WRITTEN TASK
Render everything from the line containing "Where can you see the tree" down to the final line below, both included, as a JSON list of strings with one string per line and blank lines left out.

[BEGIN PROVIDED INFORMATION]

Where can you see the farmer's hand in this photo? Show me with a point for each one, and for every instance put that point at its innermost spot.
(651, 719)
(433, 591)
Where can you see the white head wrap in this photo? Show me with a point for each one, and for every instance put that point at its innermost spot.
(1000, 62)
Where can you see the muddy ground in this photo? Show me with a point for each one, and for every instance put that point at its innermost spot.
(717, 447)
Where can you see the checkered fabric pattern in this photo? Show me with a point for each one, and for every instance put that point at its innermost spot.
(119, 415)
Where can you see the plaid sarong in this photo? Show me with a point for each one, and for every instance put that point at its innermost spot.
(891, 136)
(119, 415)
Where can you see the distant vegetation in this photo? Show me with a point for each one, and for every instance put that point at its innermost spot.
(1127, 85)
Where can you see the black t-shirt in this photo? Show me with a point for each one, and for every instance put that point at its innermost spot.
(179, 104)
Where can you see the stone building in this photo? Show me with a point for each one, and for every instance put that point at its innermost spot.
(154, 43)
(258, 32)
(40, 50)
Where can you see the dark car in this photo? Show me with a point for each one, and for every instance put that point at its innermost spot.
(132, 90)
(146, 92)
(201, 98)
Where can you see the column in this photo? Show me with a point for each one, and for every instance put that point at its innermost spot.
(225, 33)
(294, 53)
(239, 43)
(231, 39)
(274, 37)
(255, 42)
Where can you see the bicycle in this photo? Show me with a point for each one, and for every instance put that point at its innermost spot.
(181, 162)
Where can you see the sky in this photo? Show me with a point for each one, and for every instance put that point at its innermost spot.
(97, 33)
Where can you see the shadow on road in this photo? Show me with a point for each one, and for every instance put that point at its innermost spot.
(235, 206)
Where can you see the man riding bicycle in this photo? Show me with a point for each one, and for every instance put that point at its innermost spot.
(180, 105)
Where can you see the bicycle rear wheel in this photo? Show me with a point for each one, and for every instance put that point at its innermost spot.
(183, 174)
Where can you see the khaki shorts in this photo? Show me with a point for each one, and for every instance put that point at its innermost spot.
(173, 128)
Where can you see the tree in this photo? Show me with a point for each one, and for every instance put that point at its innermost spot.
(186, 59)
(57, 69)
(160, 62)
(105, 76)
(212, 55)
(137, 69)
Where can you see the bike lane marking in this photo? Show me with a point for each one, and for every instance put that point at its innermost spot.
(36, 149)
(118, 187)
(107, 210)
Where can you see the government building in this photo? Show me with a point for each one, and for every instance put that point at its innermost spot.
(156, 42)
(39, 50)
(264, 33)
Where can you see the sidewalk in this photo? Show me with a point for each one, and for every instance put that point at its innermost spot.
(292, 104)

[END PROVIDED INFORMATION]

SOLUTION TO THIS EXERCISE
[
  "Where can you see the tree in this photo? Show me with a point for each one, and for every instance put that point at its innermost spot.",
  "(186, 59)",
  "(57, 69)",
  "(160, 62)",
  "(105, 76)",
  "(212, 55)",
  "(137, 69)",
  "Where can you see the bike lane marking in this photo? Show me with a point for each one, and for every instance put that point at its innermost spot.",
  "(36, 149)",
  "(118, 187)",
  "(107, 210)",
  "Where can you see the government building in this photo? Show me with a point for each one, and for every instance put that point at its innermost spot.",
  "(156, 42)",
  "(39, 50)",
  "(264, 33)",
  "Where can you see the sidewalk in this photo? Show me with a point for each one, and for every instance put that point at its innermost spot.",
  "(292, 104)"
]